Required work: Rewrite the material below with "lake" replaced by "river" and every other part left unchanged.

::: Record list :::

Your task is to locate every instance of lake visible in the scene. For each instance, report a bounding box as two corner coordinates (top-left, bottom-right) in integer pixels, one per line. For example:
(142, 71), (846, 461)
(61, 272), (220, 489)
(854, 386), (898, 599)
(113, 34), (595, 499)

:::

Full answer:
Your task is to locate every instance of river visible in the scene. For each instance, report a bounding box as two corner coordinates (top-left, bottom-right) in integer pixels, one per line. For example:
(142, 71), (846, 461)
(61, 272), (220, 489)
(854, 386), (898, 599)
(113, 34), (595, 499)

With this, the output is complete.